### Task statement
Without the pictures, give the entries below again exactly as written.

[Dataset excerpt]
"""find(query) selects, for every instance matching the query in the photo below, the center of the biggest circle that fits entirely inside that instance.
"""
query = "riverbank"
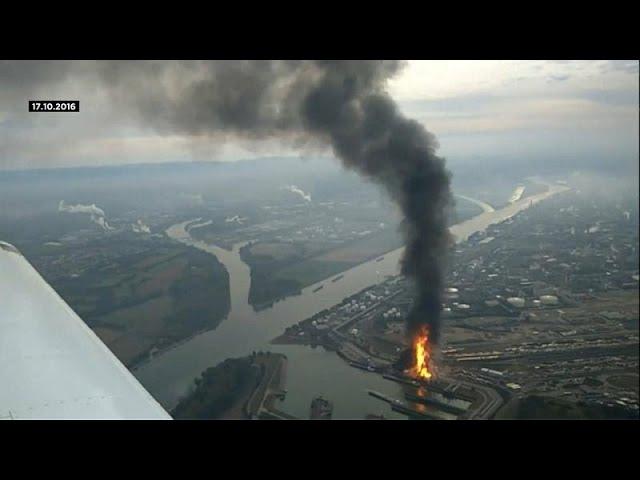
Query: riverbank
(311, 371)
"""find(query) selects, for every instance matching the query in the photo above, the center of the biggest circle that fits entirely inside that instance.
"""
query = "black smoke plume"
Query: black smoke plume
(342, 103)
(339, 103)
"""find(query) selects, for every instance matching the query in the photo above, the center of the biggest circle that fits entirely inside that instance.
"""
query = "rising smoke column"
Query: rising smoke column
(339, 103)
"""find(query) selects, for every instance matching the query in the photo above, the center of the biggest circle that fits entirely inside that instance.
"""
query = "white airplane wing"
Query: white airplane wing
(52, 366)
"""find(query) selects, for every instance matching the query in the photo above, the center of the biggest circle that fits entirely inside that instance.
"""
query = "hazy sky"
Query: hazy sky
(583, 113)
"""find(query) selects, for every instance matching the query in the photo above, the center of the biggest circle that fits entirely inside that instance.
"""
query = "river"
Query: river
(310, 371)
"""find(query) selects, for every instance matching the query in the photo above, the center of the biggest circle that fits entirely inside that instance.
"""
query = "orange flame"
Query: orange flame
(422, 352)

### Output for this exercise
"""find(query) selects, for every instance matching the query in the photo below, the center of the biggest circle that fits entirely inside that instance.
"""
query = "riverbank"
Query: riverbank
(311, 371)
"""find(query) selects, for every instance matching the query in the photo above, the center of the biggest circle that fits entirely inside that instance.
"""
query = "black smoke plume"
Query: black smoke plume
(342, 103)
(339, 103)
"""find(query) selects, for every instance matching the query in the photo above, the center of the biggest circle that fits entirely inside that instance.
"""
query = "rising smoke column"
Query: rising smoke column
(339, 103)
"""find(query) selects, for every instance matching the query in the photo above, the center of the biggest circle that fits entirely inside that instance.
"""
query = "white airplane wing"
Query: white airplane wing
(52, 366)
"""find(query) selects, for every instance matching the query in the photo above, the center of the biggest circle that fits entirely inside that instance.
"""
query = "hazy sky"
Query: hazy sky
(583, 113)
"""find(query) selects, for every instance matching the query in the photo above, the center of the biggest circle that fits entirely inside that instance.
"""
query = "river"
Query: river
(310, 371)
"""find(query) selects, for every instance matching the query in the photo above, the center of the biggest circle that fits entirely inside that instance.
"""
query = "orange flame"
Query: orange flame
(422, 352)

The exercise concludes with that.